### AUFGABENSTELLUNG
Gib den Abschnitt des Textauszugs von „27. Oktober 2025“ bis „Anforderungen des Arbeitsalltags.“ wortgetreu aus.

··· TEXTAUSZUG

Flexibel die eigene berufliche Perspektive verbessern

27. Oktober 2025

In Zeiten des Fachkräftemangels und der zunehmenden Digitalisierung gewinnt die berufliche Weiterbildung an Bedeutung. Teilqualifikationen bieten eine praxisorientierte Möglichkeit, berufliche Kompetenzen schrittweise zu erwerben und schließlich einen anerkannten Berufsabschluss zu erlangen. Berufstätigen ohne anerkannten Abschluss und insbesondere jenen mit Migrationshintergrund bieten Teilqualifikationen eine wertvolle Brücke in eine gesicherte berufliche Zukunft. Sie sind flexibel und orientieren sich wie eine betriebliche Ausbildung an den realen Anforderungen des Arbeitsalltags.

······
··· BEREITGESTELLTES MATERIAL

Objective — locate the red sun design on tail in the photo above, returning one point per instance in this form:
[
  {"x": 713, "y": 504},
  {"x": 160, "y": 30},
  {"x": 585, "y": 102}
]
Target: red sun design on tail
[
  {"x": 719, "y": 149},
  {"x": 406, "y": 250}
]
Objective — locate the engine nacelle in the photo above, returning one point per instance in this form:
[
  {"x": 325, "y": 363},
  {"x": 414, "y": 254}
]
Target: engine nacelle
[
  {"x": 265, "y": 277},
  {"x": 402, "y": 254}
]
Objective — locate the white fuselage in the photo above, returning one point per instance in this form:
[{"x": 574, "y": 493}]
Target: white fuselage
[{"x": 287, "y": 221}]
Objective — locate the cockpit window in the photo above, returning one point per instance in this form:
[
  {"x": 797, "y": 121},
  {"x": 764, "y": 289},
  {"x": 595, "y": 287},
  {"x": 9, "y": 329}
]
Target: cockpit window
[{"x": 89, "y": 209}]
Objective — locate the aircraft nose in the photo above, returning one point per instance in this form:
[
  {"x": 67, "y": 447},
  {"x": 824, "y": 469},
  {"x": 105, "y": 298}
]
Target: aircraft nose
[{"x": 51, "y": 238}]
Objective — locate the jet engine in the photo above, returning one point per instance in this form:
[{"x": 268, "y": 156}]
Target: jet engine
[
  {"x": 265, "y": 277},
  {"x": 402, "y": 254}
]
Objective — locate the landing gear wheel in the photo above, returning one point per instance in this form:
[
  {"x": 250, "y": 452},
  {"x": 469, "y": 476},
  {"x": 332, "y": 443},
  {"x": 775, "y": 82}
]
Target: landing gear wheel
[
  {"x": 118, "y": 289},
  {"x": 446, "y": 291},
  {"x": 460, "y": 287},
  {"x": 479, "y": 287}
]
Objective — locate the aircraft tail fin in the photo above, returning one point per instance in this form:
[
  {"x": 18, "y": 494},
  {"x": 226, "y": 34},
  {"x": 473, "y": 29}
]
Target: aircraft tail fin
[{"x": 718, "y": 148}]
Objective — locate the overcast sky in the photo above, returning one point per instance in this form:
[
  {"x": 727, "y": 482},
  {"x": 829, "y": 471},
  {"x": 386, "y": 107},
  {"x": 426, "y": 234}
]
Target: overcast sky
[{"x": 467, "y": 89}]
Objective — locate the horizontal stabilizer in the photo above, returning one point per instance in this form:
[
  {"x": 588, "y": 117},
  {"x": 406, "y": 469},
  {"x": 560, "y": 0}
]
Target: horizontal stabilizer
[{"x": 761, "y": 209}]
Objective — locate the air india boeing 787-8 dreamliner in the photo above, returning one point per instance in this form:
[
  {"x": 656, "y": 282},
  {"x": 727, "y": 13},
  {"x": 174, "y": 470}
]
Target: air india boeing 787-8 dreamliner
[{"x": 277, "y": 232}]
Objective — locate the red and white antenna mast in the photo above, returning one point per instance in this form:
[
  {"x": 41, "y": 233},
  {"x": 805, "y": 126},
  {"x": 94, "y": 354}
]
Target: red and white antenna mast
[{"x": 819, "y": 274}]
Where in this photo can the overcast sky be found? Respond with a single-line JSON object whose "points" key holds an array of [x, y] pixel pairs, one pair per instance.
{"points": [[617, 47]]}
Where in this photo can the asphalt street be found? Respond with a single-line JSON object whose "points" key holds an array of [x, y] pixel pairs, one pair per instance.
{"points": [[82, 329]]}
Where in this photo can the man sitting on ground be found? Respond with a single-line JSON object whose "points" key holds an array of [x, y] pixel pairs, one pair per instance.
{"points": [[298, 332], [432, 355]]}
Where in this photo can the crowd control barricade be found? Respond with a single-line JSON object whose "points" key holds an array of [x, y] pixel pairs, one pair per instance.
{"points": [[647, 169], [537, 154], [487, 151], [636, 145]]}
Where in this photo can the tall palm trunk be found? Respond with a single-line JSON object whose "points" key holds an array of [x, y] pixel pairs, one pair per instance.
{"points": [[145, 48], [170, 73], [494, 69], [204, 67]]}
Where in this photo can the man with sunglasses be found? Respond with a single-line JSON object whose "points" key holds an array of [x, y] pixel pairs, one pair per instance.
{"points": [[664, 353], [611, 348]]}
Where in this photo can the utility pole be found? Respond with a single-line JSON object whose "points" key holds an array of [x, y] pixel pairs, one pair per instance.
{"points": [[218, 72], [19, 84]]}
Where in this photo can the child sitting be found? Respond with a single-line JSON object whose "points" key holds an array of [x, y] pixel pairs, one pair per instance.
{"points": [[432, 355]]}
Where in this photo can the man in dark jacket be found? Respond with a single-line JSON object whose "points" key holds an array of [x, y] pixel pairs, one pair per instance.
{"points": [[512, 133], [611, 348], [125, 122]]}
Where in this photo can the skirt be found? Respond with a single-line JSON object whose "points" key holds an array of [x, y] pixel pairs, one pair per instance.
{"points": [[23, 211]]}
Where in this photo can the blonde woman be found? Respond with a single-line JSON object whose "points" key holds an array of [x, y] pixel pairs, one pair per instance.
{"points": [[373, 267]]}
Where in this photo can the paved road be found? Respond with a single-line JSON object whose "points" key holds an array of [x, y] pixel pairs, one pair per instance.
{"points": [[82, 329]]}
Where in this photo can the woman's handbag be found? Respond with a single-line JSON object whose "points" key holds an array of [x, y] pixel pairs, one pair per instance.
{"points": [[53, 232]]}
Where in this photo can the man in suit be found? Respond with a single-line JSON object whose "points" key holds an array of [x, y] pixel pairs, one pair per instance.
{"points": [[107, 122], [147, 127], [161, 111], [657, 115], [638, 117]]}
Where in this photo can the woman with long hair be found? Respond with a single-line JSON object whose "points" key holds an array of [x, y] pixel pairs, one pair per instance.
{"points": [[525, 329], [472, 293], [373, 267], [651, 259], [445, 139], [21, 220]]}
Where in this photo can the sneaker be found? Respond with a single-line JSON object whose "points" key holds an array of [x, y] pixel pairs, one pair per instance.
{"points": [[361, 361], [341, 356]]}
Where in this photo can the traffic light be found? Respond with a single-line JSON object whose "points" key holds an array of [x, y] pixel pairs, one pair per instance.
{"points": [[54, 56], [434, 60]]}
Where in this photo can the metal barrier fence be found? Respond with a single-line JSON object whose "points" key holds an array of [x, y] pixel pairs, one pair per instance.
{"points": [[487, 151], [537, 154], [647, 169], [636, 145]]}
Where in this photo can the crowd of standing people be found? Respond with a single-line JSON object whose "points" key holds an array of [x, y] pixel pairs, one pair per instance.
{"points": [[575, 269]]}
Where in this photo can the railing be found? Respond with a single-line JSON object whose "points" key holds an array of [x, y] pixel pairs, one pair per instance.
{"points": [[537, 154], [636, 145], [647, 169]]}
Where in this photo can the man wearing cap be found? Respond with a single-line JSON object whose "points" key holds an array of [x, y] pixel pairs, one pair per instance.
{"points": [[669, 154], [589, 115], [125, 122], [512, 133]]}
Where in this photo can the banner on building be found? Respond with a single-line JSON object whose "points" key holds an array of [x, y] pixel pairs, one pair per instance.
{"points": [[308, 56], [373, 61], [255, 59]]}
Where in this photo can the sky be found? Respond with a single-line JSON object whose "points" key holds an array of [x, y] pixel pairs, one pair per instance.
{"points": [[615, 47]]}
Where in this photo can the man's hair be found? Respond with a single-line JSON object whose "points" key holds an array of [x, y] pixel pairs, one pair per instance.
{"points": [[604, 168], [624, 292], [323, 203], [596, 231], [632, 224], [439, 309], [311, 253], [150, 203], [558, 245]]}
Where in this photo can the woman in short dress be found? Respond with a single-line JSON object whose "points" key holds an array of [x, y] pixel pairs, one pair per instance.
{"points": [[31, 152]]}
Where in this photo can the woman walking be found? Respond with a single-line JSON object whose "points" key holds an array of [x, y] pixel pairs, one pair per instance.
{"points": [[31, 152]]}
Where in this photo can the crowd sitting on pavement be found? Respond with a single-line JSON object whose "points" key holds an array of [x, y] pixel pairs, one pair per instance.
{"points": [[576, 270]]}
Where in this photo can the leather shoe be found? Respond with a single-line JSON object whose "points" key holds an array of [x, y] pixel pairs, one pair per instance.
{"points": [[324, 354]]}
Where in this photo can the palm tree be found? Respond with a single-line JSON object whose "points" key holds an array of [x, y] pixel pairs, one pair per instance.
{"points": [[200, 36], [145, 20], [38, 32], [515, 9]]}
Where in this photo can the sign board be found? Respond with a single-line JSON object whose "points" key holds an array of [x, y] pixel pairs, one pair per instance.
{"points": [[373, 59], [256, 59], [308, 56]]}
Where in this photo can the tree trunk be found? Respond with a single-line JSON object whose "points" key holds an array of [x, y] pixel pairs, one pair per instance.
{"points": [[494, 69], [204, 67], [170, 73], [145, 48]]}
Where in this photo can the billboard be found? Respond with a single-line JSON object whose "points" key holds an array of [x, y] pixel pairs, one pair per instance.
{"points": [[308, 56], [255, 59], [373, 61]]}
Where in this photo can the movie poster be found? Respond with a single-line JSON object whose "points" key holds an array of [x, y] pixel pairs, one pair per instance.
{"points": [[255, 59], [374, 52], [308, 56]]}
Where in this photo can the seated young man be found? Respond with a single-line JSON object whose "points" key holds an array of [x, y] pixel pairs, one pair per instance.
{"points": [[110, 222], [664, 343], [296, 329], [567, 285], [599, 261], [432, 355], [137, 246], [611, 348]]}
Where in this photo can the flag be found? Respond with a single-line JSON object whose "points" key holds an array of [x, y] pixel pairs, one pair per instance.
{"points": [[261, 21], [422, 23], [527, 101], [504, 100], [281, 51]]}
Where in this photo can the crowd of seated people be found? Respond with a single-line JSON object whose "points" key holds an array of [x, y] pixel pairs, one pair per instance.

······

### ERGEBNIS
27. Oktober 2025

In Zeiten des Fachkräftemangels und der zunehmenden Digitalisierung gewinnt die berufliche Weiterbildung an Bedeutung. Teilqualifikationen bieten eine praxisorientierte Möglichkeit, berufliche Kompetenzen schrittweise zu erwerben und schließlich einen anerkannten Berufsabschluss zu erlangen. Berufstätigen ohne anerkannten Abschluss und insbesondere jenen mit Migrationshintergrund bieten Teilqualifikationen eine wertvolle Brücke in eine gesicherte berufliche Zukunft. Sie sind flexibel und orientieren sich wie eine betriebliche Ausbildung an den realen Anforderungen des Arbeitsalltags.